• **EXERCISE SET**
1. Put this sentence from the voirs-recognizer crate page into Spanish: "VoiRS Recognizer provides comprehensive speech recognition capabilities for the VoiRS ecosystem, enabling accurate transcription, phoneme alignment, and audio analysis for speech synthesis evaluation and training."
2. On the voirs-recognizer crate page, list every code comment that begins with "//".
3. Proceed with the voirs-recognizer crate page, picking up right after its last line.

• **TEXT FOR ANALYSIS**
| Crates.io | voirs-recognizer |
| lib.rs | voirs-recognizer |
| version | 0.1.0-alpha.1 |
| created_at | 2025-09-21 04:43:30.25396+00 |
| updated_at | 2025-09-21 04:43:30.25396+00 |
| description | Voice recognition and analysis capabilities for VoiRS |
| homepage | https://github.com/cool-japan/voirs |
| repository | https://github.com/cool-japan/voirs |
| max_upload_size | |
| id | 1848450 |
| size | 3,845,174 |
Automatic Speech Recognition (ASR) and phoneme alignment for VoiRS
VoiRS Recognizer provides comprehensive speech recognition capabilities for the VoiRS ecosystem, enabling accurate transcription, phoneme alignment, and audio analysis for speech synthesis evaluation and training.
Add VoiRS Recognizer to your Cargo.toml:
[dependencies]
voirs-recognizer = "0.1.0"
# Enable specific ASR models
voirs-recognizer = { version = "0.1.0", features = ["whisper", "forced-align"] }
use voirs_recognizer::prelude::*;
#[tokio::main]
async fn main() -> Result<(), Box<dyn std::error::Error>> {
// Initialize ASR system with Whisper
let asr = WhisperASR::new().await?;
// Load audio file
let audio = AudioBuffer::from_file("speech.wav")?;
// Recognize speech
let transcript = asr.recognize(&audio, None).await?;
println!("Transcript: {}", transcript.text);
// Get word-level timestamps
for word in &transcript.words {
println!("{}: {:.2}s - {:.2}s", word.word, word.start, word.end);
}
Ok(())

• **RECORD SET**
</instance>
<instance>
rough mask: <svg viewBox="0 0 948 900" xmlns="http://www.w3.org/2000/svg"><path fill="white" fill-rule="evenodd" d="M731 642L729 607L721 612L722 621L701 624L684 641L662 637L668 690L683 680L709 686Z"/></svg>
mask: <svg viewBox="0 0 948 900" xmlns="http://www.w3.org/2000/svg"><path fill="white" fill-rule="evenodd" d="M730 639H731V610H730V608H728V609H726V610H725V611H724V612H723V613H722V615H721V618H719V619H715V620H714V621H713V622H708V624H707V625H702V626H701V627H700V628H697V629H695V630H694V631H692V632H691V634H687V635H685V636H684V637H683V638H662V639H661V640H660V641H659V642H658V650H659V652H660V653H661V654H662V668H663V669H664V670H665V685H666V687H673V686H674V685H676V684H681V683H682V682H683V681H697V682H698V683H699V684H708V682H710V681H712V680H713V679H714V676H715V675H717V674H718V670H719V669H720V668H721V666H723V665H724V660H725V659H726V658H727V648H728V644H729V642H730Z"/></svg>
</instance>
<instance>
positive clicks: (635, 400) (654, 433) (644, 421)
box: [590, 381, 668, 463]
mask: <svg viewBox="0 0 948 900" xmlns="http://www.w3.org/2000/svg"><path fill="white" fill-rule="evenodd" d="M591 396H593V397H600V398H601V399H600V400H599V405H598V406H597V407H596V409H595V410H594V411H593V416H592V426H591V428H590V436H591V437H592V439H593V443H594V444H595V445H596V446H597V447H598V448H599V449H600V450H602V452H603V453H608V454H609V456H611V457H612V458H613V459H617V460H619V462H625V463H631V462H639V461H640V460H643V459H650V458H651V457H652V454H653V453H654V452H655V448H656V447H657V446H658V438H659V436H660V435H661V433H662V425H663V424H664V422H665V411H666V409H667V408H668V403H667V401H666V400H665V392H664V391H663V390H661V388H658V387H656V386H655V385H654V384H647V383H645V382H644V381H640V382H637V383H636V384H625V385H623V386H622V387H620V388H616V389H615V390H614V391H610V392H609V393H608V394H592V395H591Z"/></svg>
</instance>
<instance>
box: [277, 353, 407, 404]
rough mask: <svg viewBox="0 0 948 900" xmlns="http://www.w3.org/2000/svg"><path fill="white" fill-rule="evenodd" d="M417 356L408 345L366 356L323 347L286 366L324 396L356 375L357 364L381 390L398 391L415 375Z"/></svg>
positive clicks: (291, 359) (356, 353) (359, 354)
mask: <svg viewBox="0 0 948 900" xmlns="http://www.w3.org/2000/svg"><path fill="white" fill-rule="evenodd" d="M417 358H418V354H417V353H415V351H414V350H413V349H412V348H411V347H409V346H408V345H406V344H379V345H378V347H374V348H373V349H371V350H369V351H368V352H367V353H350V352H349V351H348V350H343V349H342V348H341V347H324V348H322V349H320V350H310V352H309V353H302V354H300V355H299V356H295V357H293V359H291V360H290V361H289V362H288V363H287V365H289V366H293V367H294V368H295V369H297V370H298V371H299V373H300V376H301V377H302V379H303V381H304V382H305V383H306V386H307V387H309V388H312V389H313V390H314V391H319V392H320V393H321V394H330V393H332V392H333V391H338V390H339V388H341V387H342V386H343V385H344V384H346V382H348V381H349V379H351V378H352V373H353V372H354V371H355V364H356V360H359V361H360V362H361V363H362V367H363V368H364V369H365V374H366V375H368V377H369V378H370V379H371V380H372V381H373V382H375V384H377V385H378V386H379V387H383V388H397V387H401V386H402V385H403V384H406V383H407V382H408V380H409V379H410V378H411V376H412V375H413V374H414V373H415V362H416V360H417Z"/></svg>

• **ANSWERS BELOW**
1. VoiRS Recognizer ofrece amplias capacidades de reconocimiento de voz para el ecosistema VoiRS, lo que permite una transcripción precisa, la alineación de fonemas y el análisis de audio para la evaluación y el entrenamiento de la síntesis de voz.

2.
- Initialize ASR system with Whisper
- Load audio file
- Recognize speech
- Get word-level timestamps

3.
}
use voirs_recognizer::prelude::*;
#[tokio::main]
async fn main() -> Result<(), Box<dyn std::error::Error>> {
// Initialize phoneme recognizer
let recognizer = MFARecognizer::new().await?;
// Align audio with text
let audio = AudioBuffer::from_file("speech.wav")?;
let text = "Hello world, this is a test.";
let alignment = recognizer.align_phonemes(&audio, text, None).await?;
// Print phoneme-level alignment
for phoneme in &alignment.phonemes {
println!("{}: {:.3}s - {:.3}s (confidence: {:.2})",
phoneme.phoneme.symbol,
phoneme.start_time,
phoneme.end_time,
phoneme.confidence);
}
Ok(())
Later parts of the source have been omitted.